§ **Given passage**:
Materials and Methods: Collagenase was injected into the striatum of young (~3 months) or aged (~22 months) rats to induce an ICH. Animals were sacrificed at 6 hours or 1, 3, 7 or 28 days after ICH onset. Immunohistochemistry and real-time RT-PCR were performed to identify inflammatory cells and proteins and to assess changes in inflammatory gene expression. Staining for collagen type IV and IgG were used to identify areas of blood-brain barrier (BBB) disruption. Staining for amyloid precursor protein (APP) and damaged myelin identified injured and demyelinated axons. Dead or dying neurons were identified with Fluorojade-B or TUNEL. Edema was assessed by measuring brain water content 3 days after ICH onset.
Results: (i) In both young and aged animals, neuron death occurred from 6 hours to 3 days after ICH onset, but was limited to the core and a very thin band of tissue at the edge of the hematoma. (ii) Activated microglia (but not neutrophils) were associated with neuron death at the edge of the hematoma. There was less neuron death in aged animals at early time points, and this was associated with reduced numbers of activated microglia migrating to the lesion. (iii) In the surrounding parenchyma, no neuron death occurred, despite the presence of many activated microglia for at least 7 days after ICH onset. (iv) Axons that had accumulated amyloid precursor protein (APP) were present at the edge of the hematoma by 6 hours and in the surrounding parenchyma by 1 and 3 days. At 3 days, more were present in the aged animals. Interestingly, this APP accumulation was not associated with damaged myelin in the surrounding parenchyma, and activated microglia/macrophages infiltrated the white matter bundles only after the damage had occurred. (v) In young animals, edema was associated with damaged microvessels and a loss of collagen type IV at the edge of the hematoma and in the adjacent parenchyma. In these areas, damaged vessels were associated with neutrophils and matrix metalloprotease-12.

§ **Task to complete**:
Continue the passage on intracerebral hemorrhage in young and aged rats from its final sentence. The lines that come after this text are separate material and have no connection to it.

§ **Supplied records**:
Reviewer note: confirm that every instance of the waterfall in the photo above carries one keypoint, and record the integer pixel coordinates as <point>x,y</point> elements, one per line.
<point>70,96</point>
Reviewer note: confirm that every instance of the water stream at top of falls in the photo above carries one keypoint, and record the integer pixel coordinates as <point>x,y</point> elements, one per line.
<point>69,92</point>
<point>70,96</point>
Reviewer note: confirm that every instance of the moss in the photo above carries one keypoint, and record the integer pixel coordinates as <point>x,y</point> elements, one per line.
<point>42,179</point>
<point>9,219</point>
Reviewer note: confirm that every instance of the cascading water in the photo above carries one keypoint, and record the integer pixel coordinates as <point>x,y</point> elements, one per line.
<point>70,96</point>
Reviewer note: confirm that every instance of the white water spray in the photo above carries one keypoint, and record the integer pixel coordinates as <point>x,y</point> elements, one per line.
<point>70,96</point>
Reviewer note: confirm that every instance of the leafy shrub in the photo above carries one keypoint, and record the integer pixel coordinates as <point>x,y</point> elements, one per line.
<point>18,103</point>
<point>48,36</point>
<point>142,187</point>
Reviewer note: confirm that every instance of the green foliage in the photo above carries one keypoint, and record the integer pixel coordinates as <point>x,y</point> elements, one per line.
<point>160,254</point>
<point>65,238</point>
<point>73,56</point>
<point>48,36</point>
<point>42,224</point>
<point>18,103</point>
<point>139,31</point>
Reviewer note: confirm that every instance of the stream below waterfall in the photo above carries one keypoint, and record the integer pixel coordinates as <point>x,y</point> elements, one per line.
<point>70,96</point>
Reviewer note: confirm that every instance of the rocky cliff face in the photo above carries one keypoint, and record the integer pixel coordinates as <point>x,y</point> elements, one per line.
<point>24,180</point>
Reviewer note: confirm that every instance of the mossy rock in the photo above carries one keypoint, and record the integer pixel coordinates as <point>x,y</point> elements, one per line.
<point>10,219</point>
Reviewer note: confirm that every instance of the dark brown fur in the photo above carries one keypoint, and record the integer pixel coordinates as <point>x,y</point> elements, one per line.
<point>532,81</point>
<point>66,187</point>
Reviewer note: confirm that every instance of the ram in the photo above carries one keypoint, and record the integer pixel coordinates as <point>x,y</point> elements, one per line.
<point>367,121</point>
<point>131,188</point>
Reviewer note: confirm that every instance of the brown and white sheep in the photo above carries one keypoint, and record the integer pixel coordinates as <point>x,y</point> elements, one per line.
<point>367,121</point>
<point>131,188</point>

§ **Written response**:
Conclusions: These results show that, in this model of ICH, there is a prominent and prolonged inflammatory response, which probably does not cause secondary neuron death and white matter injury. Instead, inflammation apparently contributes to BBB damage and edema, which may be amenable to treatment. Importantly, increased white matter injury in aged animals might contribute to the worse outcome observed after ICH, and thus, future studies should focus on identifying the causes of delayed white matter injury.